What is being asked ▸ Copy out the lines word for word, everything from the line containing "trace dog's open mouth, every instance" down to the line containing "Outlines of the dog's open", including both of those lines.

Rows ▸
————————

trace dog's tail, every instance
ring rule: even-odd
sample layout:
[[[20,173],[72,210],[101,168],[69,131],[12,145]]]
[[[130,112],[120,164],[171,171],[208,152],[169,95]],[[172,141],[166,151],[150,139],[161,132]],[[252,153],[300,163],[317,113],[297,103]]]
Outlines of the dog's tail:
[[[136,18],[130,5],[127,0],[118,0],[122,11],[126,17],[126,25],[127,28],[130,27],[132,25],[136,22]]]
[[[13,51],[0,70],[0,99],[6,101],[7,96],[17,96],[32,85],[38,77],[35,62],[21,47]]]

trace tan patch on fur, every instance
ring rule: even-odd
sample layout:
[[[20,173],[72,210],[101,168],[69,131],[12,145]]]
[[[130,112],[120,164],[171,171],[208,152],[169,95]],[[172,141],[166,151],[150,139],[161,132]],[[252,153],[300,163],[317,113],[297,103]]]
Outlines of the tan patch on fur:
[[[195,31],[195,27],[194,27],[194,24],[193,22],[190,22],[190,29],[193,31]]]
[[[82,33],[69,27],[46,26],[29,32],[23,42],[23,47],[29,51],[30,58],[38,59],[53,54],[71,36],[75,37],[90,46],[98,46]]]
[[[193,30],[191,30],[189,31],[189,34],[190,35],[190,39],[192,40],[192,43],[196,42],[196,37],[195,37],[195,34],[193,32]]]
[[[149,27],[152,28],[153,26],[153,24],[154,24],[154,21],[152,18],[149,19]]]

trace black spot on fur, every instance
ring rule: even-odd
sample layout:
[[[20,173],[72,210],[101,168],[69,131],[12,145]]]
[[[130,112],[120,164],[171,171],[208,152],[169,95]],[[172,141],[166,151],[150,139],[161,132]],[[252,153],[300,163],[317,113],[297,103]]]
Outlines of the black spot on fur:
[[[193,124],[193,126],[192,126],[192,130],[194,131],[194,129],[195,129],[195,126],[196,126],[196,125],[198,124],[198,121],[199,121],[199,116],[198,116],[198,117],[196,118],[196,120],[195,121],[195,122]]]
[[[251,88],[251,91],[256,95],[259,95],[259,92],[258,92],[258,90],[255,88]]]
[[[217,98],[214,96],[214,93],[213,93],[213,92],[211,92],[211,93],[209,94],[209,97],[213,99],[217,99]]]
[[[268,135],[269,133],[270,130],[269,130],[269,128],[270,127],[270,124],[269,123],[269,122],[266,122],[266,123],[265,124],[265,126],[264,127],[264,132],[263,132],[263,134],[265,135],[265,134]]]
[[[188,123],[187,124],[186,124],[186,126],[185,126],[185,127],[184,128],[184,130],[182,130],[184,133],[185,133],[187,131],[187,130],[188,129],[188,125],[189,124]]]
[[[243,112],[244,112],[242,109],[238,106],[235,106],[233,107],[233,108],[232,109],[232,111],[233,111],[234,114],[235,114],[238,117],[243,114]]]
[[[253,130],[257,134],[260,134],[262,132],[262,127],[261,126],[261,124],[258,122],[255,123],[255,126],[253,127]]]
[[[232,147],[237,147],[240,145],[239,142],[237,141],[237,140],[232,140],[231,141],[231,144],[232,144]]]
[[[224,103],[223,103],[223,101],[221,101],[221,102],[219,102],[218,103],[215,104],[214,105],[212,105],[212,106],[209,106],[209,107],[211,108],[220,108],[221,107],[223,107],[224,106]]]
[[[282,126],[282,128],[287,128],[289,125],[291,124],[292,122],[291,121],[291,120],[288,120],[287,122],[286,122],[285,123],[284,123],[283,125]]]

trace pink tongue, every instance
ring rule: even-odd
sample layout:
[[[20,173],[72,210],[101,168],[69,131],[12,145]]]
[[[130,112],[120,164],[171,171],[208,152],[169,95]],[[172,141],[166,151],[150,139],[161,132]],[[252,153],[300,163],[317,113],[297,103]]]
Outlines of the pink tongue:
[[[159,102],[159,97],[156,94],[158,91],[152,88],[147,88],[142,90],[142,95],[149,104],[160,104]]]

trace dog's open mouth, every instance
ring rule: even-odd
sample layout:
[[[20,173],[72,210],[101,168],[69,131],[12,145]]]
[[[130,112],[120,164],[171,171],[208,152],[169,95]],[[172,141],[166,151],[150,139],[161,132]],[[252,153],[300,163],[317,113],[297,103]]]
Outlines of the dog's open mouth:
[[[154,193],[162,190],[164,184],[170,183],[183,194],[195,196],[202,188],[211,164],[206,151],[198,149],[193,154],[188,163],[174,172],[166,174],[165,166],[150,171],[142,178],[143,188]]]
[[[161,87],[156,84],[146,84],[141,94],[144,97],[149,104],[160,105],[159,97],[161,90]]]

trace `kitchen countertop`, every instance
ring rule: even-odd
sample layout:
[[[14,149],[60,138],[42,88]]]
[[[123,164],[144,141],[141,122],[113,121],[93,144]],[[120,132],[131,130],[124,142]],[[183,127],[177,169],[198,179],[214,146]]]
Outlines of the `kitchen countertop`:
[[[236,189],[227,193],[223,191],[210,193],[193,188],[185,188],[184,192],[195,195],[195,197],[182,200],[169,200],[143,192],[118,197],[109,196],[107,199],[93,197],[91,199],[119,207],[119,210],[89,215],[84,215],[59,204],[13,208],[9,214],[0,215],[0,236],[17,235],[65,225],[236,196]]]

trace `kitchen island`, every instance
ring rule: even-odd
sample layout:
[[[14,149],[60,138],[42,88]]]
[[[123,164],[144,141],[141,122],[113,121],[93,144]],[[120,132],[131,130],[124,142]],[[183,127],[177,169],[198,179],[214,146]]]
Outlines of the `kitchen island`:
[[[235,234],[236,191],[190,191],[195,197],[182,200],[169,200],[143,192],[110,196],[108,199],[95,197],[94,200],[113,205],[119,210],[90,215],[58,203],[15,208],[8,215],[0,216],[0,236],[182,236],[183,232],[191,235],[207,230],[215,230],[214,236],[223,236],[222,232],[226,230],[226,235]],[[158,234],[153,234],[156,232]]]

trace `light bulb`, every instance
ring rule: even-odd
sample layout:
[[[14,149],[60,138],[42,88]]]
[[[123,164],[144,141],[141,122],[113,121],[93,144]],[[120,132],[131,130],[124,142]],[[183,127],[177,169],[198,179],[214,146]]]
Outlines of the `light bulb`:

————————

Task response ▸
trace dog's open mouth, every instance
ring rule: even-odd
sample layout:
[[[20,173],[72,210],[101,168],[69,131],[12,145]]]
[[[130,112],[120,164],[171,171],[208,152],[169,95]],[[172,141],[166,151],[150,139],[161,132]],[[252,153],[300,163],[317,113],[297,103]]]
Outlines of the dog's open mouth:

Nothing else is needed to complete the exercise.